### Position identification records
*-*-*

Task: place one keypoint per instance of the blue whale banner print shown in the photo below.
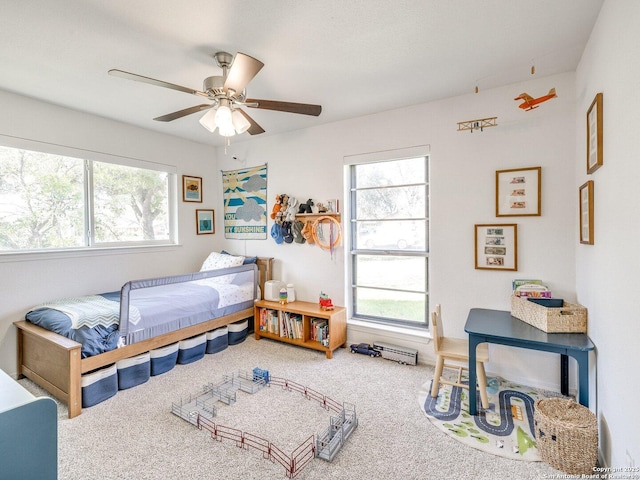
(245, 203)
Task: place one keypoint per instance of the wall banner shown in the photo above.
(245, 203)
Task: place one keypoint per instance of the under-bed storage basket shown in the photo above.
(238, 332)
(192, 349)
(566, 435)
(163, 359)
(133, 371)
(567, 318)
(99, 385)
(217, 340)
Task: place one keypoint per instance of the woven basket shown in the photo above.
(570, 318)
(566, 435)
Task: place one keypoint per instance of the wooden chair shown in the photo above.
(457, 350)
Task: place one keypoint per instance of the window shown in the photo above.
(51, 202)
(389, 205)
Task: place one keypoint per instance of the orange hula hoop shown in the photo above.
(314, 232)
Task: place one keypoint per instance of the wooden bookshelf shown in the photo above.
(301, 323)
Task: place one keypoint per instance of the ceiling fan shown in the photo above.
(227, 93)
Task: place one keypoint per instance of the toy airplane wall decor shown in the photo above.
(529, 103)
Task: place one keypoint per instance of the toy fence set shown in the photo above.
(532, 303)
(100, 385)
(199, 410)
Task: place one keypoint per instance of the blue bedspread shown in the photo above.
(95, 339)
(149, 308)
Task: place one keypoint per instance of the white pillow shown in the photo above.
(216, 261)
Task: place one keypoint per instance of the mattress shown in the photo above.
(144, 309)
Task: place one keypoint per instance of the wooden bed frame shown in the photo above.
(54, 362)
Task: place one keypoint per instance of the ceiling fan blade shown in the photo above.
(254, 129)
(153, 81)
(183, 113)
(243, 69)
(302, 108)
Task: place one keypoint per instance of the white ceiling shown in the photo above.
(353, 57)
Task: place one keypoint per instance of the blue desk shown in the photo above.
(497, 326)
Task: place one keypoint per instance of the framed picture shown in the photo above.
(586, 213)
(191, 189)
(496, 246)
(594, 134)
(205, 222)
(518, 192)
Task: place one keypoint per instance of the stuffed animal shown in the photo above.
(292, 209)
(276, 207)
(284, 204)
(306, 207)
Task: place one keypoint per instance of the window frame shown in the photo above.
(351, 287)
(88, 157)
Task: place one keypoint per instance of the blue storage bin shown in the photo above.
(217, 340)
(133, 371)
(163, 359)
(238, 332)
(99, 385)
(192, 349)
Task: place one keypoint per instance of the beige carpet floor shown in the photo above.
(134, 435)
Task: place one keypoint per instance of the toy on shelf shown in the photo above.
(283, 295)
(306, 207)
(325, 302)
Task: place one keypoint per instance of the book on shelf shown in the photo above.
(268, 321)
(320, 331)
(291, 325)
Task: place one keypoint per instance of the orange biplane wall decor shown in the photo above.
(529, 103)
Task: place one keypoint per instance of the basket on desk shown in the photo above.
(568, 318)
(566, 435)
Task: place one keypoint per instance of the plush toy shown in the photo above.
(292, 209)
(276, 207)
(284, 204)
(306, 207)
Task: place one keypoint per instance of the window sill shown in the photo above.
(83, 252)
(393, 329)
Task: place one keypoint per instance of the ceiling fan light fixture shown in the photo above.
(227, 130)
(240, 123)
(208, 120)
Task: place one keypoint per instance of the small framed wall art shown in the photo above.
(496, 246)
(586, 213)
(594, 134)
(518, 192)
(191, 189)
(205, 222)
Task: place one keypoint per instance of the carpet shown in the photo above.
(505, 429)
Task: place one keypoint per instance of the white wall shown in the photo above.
(607, 272)
(309, 163)
(33, 279)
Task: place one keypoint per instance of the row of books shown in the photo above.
(291, 325)
(319, 331)
(269, 321)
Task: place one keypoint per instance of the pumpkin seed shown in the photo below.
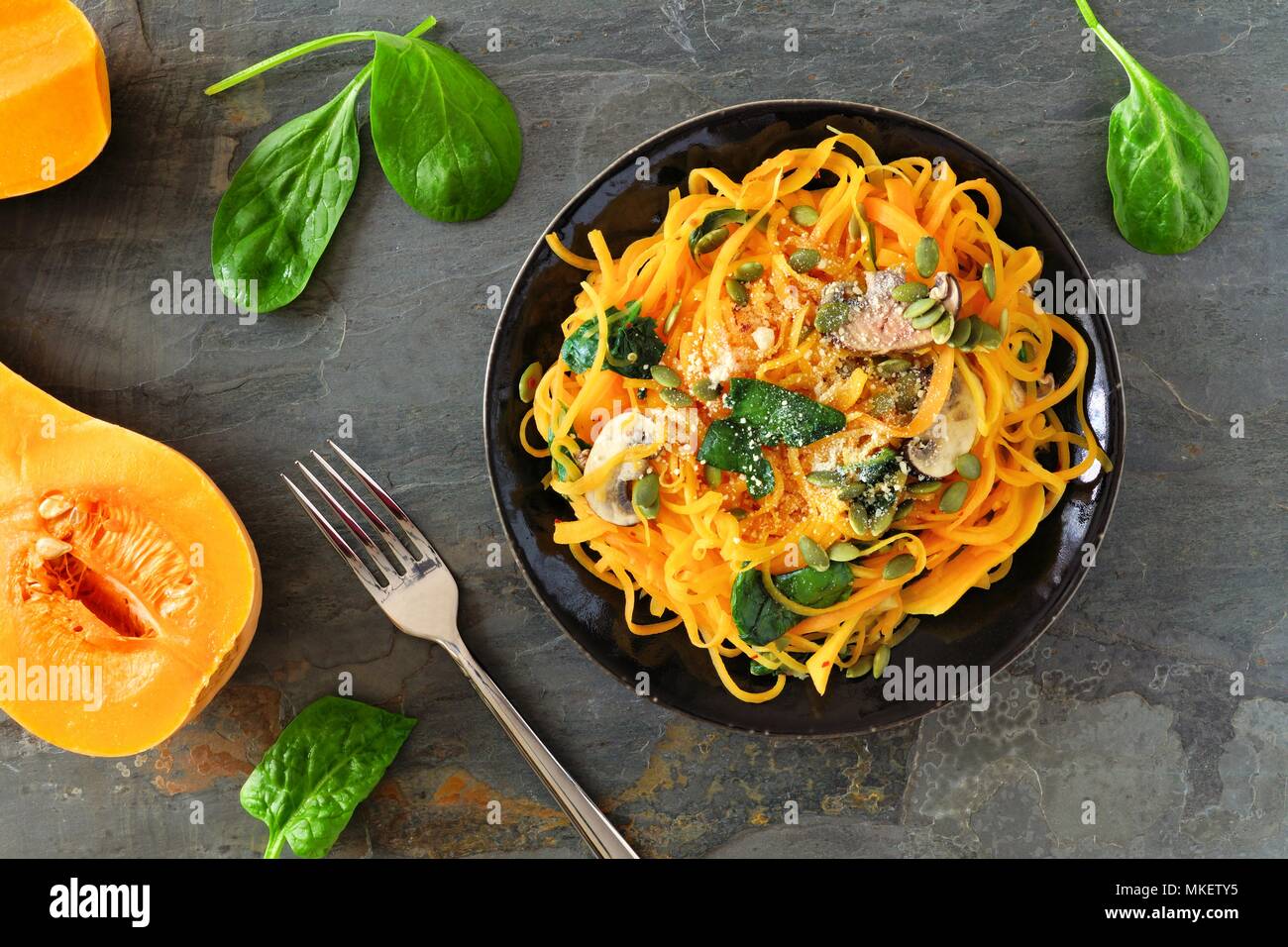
(665, 376)
(926, 256)
(824, 478)
(961, 331)
(859, 668)
(900, 566)
(647, 495)
(831, 316)
(669, 324)
(990, 278)
(706, 389)
(844, 552)
(737, 291)
(675, 397)
(709, 241)
(803, 215)
(923, 487)
(880, 660)
(804, 261)
(814, 554)
(943, 330)
(890, 368)
(528, 381)
(927, 318)
(967, 466)
(953, 497)
(910, 291)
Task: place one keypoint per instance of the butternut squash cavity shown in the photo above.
(121, 566)
(54, 106)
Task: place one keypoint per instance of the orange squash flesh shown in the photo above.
(120, 562)
(54, 107)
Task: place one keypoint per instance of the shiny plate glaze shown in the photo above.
(988, 629)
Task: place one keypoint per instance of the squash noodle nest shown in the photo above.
(682, 564)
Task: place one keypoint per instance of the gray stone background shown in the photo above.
(1126, 701)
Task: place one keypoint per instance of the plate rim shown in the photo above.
(1112, 368)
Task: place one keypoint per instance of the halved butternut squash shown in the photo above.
(54, 103)
(130, 587)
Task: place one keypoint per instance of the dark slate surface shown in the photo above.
(1125, 702)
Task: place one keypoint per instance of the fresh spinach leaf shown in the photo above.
(321, 767)
(760, 617)
(1167, 171)
(634, 344)
(764, 415)
(446, 137)
(283, 204)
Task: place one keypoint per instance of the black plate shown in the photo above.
(987, 629)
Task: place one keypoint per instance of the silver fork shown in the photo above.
(419, 595)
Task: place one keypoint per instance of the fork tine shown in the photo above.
(389, 535)
(403, 519)
(373, 549)
(336, 540)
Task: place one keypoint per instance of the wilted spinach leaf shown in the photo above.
(1167, 171)
(634, 344)
(760, 618)
(321, 767)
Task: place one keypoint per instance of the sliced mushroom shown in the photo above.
(610, 500)
(951, 436)
(948, 291)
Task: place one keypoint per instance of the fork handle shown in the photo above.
(593, 826)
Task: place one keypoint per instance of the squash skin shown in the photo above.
(54, 99)
(160, 504)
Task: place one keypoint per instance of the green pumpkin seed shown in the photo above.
(927, 318)
(831, 316)
(706, 389)
(814, 554)
(737, 291)
(943, 330)
(824, 478)
(804, 261)
(669, 322)
(923, 487)
(803, 215)
(953, 497)
(926, 256)
(859, 668)
(647, 495)
(967, 466)
(900, 566)
(665, 376)
(528, 381)
(910, 291)
(961, 331)
(844, 552)
(675, 397)
(890, 368)
(880, 661)
(990, 278)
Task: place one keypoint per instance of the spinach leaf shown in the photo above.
(283, 204)
(764, 415)
(634, 344)
(1167, 171)
(446, 137)
(760, 618)
(321, 767)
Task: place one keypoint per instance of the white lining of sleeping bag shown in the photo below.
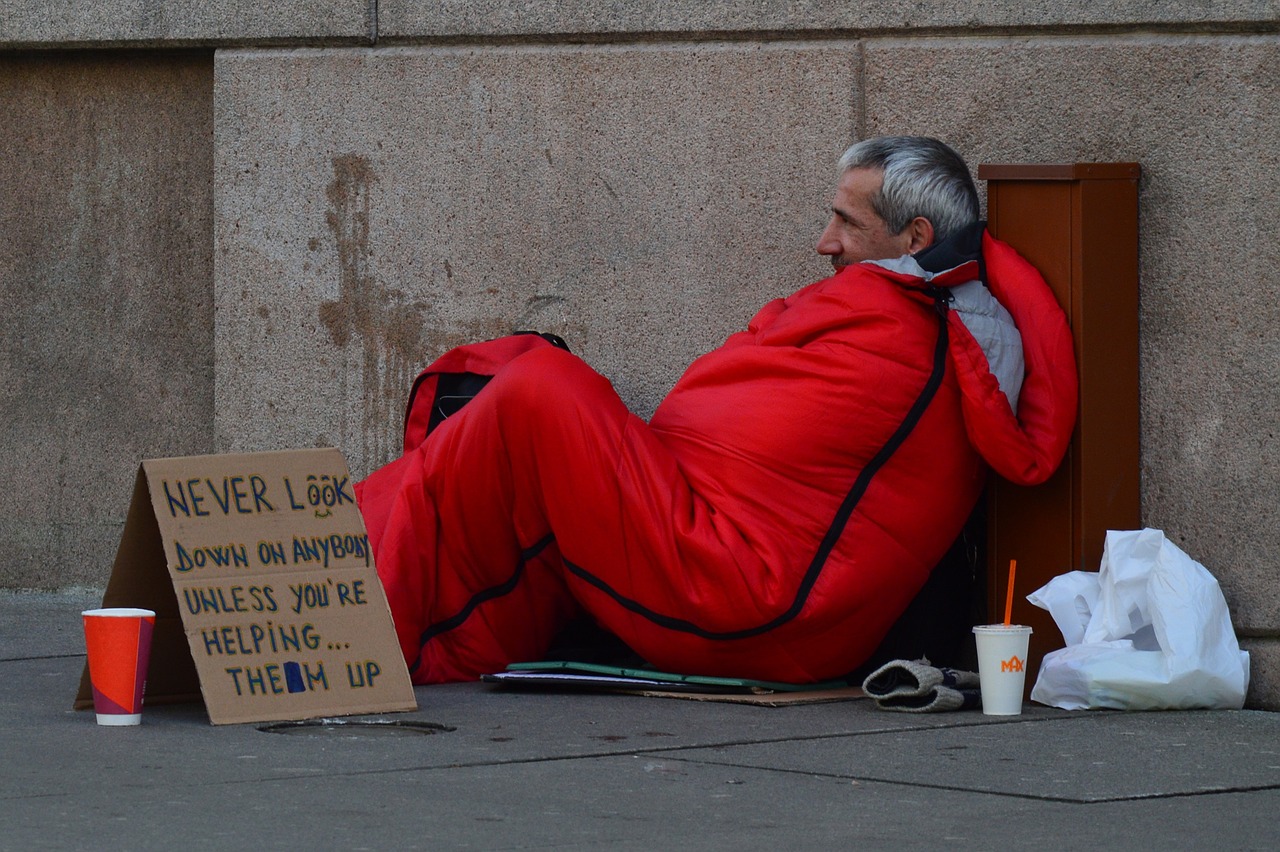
(987, 320)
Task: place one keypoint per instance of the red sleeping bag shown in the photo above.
(775, 517)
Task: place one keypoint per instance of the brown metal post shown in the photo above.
(1078, 225)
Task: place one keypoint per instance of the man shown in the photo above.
(792, 491)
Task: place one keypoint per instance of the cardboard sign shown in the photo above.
(264, 586)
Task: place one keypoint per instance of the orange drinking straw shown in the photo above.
(1009, 598)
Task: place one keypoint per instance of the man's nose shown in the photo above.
(830, 243)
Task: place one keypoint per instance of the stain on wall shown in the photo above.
(385, 328)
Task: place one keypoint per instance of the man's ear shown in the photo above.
(920, 232)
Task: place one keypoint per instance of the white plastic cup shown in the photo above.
(1002, 667)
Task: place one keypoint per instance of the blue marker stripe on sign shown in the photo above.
(293, 677)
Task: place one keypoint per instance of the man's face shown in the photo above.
(855, 232)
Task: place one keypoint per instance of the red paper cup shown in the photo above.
(119, 649)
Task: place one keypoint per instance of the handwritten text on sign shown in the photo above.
(275, 585)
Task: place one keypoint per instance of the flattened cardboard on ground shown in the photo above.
(264, 587)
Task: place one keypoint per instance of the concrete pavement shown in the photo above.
(483, 768)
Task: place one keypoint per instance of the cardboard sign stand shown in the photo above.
(266, 600)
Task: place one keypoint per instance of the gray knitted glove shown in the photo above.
(914, 686)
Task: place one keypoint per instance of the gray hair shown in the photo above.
(923, 177)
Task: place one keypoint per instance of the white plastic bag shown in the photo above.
(1148, 631)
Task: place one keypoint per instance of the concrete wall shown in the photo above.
(106, 305)
(379, 181)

*-*-*

### Challenge
Only the lines from the one containing "Task: place one keypoint per instance of the flattened" to the end of the records should be repeated, exactly as they appear.

### Answer to this task
Task: place one keypoint per instance of the flattened cardboard on ground shown in the photo above.
(264, 587)
Task: place one keypoint per instance of the concrete pavement shown in the photo above.
(483, 768)
Task: place one keypoint per instance of the cardboard sign stand shown in the photo above.
(266, 600)
Task: place one keypoint per instance of the gray knitted glove shown in the photo above.
(914, 686)
Task: place one keypoint per instance of the gray hair shown in the photo above.
(923, 177)
Task: place one keypoint per instance of the white plastic bag shown in the photo above.
(1148, 631)
Task: place one keypoint per instance of the concrete wall shown in the photo above.
(106, 305)
(379, 181)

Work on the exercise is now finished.